[Texto de estudio]
DESARROLLO significa, sobre todo, confort. Desde que bajó de los árboles, el hombre se ha esforzado en hacer su vida más confortable, fuese defendiéndose de las fieras, fuese agenciándose un hábitat agradable, fuese poniendo el resto de la naturaleza a su servicio. Y vive Dios que ha conseguido resultados espléndidos, hasta el punto de que nada ni nadie se le resiste ya en el planeta, excepto sus semejantes. O él mismo, que a veces resulta el peor enemigo.
Pues esta hegemonía, como todas, lleva en sí el germen de su propia destrucción. Conforme iba domesticando a la naturaleza y perfeccionando su sociedad, el hombre ha ido perdiendo el sentido del riesgo. A nadie se le ocurre hoy —hablo naturalmente de los países desarrollados— que puede matarle un rayo, como ocurría antaño al campesino que segaba la hierba o al pastor que cuidaba su rebaño. Como nadie teme enfermar bebiendo agua, porque la que llega a su vaso ha sido previamente esterilizada. Son cosas que damos por descontado, cuando en buena parte del mundo no lo son en absoluto.
Del mismo modo, los jóvenes que han perdido la vida en la estación de Castelldefels no veían peligro alguno en cruzar la vía de tren porque el tren es anterior a su tiempo. Es incluso posible que muchos lo hubiesen tomado por primera vez para ir a celebrar la noche de San Juan en Castelldefels, en vez de quedarse en la verbena del Montjuïc, como sus padres y abuelos.

[Preguntas por responder]
A - Traduce al inglés esta oración del texto sobre el desarrollo y el sentido del riesgo: "Son cosas que damos por descontado, cuando en buena parte del mundo no lo son en absoluto."
B - Prosigue el texto sobre el desarrollo y la pérdida del sentido del riesgo a partir de su última oración.
Los datos provienen de otra fuente.

[Información proporcionada]
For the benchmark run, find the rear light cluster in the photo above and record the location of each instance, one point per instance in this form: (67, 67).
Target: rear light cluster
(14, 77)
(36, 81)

[Respuestas a continuación]
A - These are things we take for granted, when in much of the world they are not so at all.

B -
Si a ello se añade que el Estado-providencia nos protege de la enfermedad, nos ofrece instrucción, nos regala entretenimiento, nos garantiza una vejez digna, no debe extrañarnos que hayamos desarrollado tal sensación de invencibilidad que puede resultar mortal en ocasiones. Desde los alpinistas que se lanzan por su cuenta y riesgo a conquistar cimas por encima de su capacidad a los cooperantes que con la mejor intención de mundo marchan a las regiones más inestables del planeta, son muchos los que han bajado la guardia ante los peligros que todavía nos acechan, incluso dentro de nuestra propia casa. Vivir siempre ha sido un riesgo y de nuestras decisiones peligrosas, como de nuestras tonterías, no puede salvarnos «papá-Estado» ni nadie.
Buena parte de la crisis económica se debe precisamente al olvido de tales riesgos. Es verdad que ha habido especuladores desaprensivos. Pero no menos es cierto que muchos pensaron que podían obtener un 13, un 14, un 15 por ciento de interés indefinidamente. O que el piso comprado con hipoteca doblaría el valor en dos años. Lo que no era realista.
Vean cómo el confort nos ha hecho vulnerables a los peligros que buscábamos evitar. Es lo que podríamos llamar la paradoja del progreso.